Ilustração por Vera Costa
Era ainda ao ritmo da última música que havia tocado na curta viagem pós-surf que, equilibrando o 9´6 num dos braços e o tupperware com o neoprene molhado no outro, rodava a chave à fechadura da porta do prédio de quatro andares. Era uma porta velha de aço que mais parecia dar entrada a um pequeno armazém abandonado do que efectivamente ao velho prédio do Bairro de Nossa Senhora de Fátima onde habitávamos os quatro: eu a minha irmã e duas amigas.
Os quatro lanços de escadas que se seguiam, de tão estreitos, obrigavam a uma performance de contorcionismo na qual a noserider de listas azuis entrava como a assistente inexperiente de medidas generosas embatendo em tudo o que existia no palco à sua volta. A memória do último caminhar para o bico da prancha combinado com a linha de baixo do dub da viagem marcavam o compasso e chegava à porta do nosso andar já com o porta-chaves nos dentes com a sensação de quem, já na areia, acaba com sucesso uma onda na qual todas as secções ameaçaram fechar.
As meninas em casa desdenhavam do pranchão fazendo comparações (como só as mulheres sabem fazer) entre esta e a funboard verde alface que havia ocupado o seu lugar no meu quarto junto ao armário, e o seu respectivo espaço no meu coração.
“Era mais bonita” – diziam.
“Cagavas menos esta porra toda.” - creio que pensassem.
A casa, foi a mais velha onde vivi e a que certamente me trará melhores recordações. Nesse tempo havia música na minha vida. E isto não é uma metáfora. Havia mesmo.
O caminho da faculdade, que era na maioria das vezes o caminho da surfada, era preenchido com melodias vindas da Jamaica que apelavam à paz entre os homens e à cannabis entre as mortalhas. Cheguei a sentir que o meu renault clio vermelho-comido-do-sol às vezes tentava descolar, e que era mais fruto da leveza do condutor do que da vertiginosa velocidade de sessenta quilómetros horários a que era normalmente submetido. Havia música de manhã no meu quarto, caiado de branco com uns cortinados do-it-myself, quando estes falhavam a sua missão de travar os primeiros raios de luz e à noite se alguma jovem mulher cometia a decisão acertada de nos meus lençóis se deitar.

Dados fornecidos
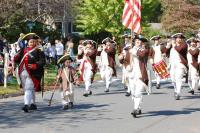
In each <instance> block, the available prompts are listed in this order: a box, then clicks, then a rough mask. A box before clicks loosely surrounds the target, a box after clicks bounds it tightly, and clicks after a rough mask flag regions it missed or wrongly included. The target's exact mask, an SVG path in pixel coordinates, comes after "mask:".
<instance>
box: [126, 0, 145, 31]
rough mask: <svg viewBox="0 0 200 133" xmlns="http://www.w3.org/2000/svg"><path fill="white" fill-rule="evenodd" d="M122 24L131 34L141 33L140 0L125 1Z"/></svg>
mask: <svg viewBox="0 0 200 133" xmlns="http://www.w3.org/2000/svg"><path fill="white" fill-rule="evenodd" d="M122 24H123V25H124V26H125V27H126V28H129V29H131V30H132V31H133V32H135V33H138V34H140V32H141V0H125V6H124V10H123V15H122Z"/></svg>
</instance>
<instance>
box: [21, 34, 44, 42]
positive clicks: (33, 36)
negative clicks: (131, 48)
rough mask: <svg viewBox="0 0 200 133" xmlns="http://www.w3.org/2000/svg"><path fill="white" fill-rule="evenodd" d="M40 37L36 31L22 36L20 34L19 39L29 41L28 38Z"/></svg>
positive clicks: (38, 38) (35, 38)
mask: <svg viewBox="0 0 200 133" xmlns="http://www.w3.org/2000/svg"><path fill="white" fill-rule="evenodd" d="M39 38H40V37H39V36H38V35H37V34H36V33H28V34H26V35H24V36H22V38H21V40H27V41H29V40H30V39H39Z"/></svg>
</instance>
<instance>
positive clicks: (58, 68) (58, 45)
mask: <svg viewBox="0 0 200 133" xmlns="http://www.w3.org/2000/svg"><path fill="white" fill-rule="evenodd" d="M55 50H56V63H57V61H58V60H59V59H60V58H61V57H62V56H63V54H64V45H63V44H62V41H61V40H55ZM57 67H58V69H59V68H60V65H58V64H57Z"/></svg>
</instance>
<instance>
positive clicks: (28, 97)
mask: <svg viewBox="0 0 200 133" xmlns="http://www.w3.org/2000/svg"><path fill="white" fill-rule="evenodd" d="M38 38H39V36H37V35H36V34H35V33H29V34H27V35H24V37H23V38H22V41H23V42H24V45H23V46H24V47H22V48H21V49H20V51H19V52H18V53H17V54H16V55H15V57H14V62H15V63H17V64H19V67H18V68H19V70H18V74H19V77H20V80H21V85H22V88H23V89H24V107H23V108H22V110H24V112H29V110H36V109H37V106H36V103H35V91H40V89H41V87H40V80H41V76H40V75H41V73H42V71H43V67H44V65H45V55H44V52H43V51H41V49H39V48H38V47H37V39H38ZM25 42H27V43H28V44H25ZM26 45H27V46H26Z"/></svg>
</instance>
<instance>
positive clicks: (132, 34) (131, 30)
mask: <svg viewBox="0 0 200 133" xmlns="http://www.w3.org/2000/svg"><path fill="white" fill-rule="evenodd" d="M131 47H133V15H131Z"/></svg>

Tarefa 1
As afirmações seguintes estão de acordo com o excerto sobre o surf e a casa? Para cada uma, responda sim ou não e cite as palavras exatas do excerto que o decidem: (a) Quem narra partilhava o prédio com a irmã e duas amigas. (b) O prédio tinha cinco andares. (c) O renault clio costumava andar a sessenta quilómetros horários.
Tarefa 2
Prossiga o excerto sobre o surf e a casa a partir da última frase apresentada.
As entradas constituem material à parte.

Resposta escrita 1
(a) Sim: "onde habitávamos os quatro: eu a minha irmã e duas amigas".
(b) Não: "o prédio de quatro andares".
(c) Sim: "da vertiginosa velocidade de sessenta quilómetros horários a que era normalmente submetido".

Resposta escrita 2
A música tem vindo a desaparecer da minha vida e creio que do meu surf. O carro é o mesmo, apenas a pintura vai perdendo as batalhas diárias com o Astro-Rei, mas, esventraram-no do seu cantante há quase dois anos num dia em que dormiu no Bairro Alto. Há-de ter sido trocado por dois caldos que silenciaram a agonia de alguém. Eu, por casmurrice, nunca mais o substitui e só lá está o buraco.
Estas palavras são de saudade. O meu bottom-turn está menos fora de tempo mas perdeu a melodia improvisada de uma bossa de aprendiz. Agora no elevador vou estático e troco muitas vezes a memória da última onda de fim de tarde pela preocupação com o primeiro telefonema da manhã seguinte. Mas quando olho no espelho esforço-me para me convencer que o que vejo são costas capazes de se contorcer caso surja a ocasião.
É que a vida que se leva, como a cidade, tem outro encanto na hora da despedida. E por muito que em certas alturas a queiramos com a graça do improviso, e que noutras busquemos a genialidade confortável da composição interpretada, sei de certo que o presente encerra muitas respostas na razão de um: – “Tem dias.”
Surfas bem? Estás contente? Gostas disto? És feliz?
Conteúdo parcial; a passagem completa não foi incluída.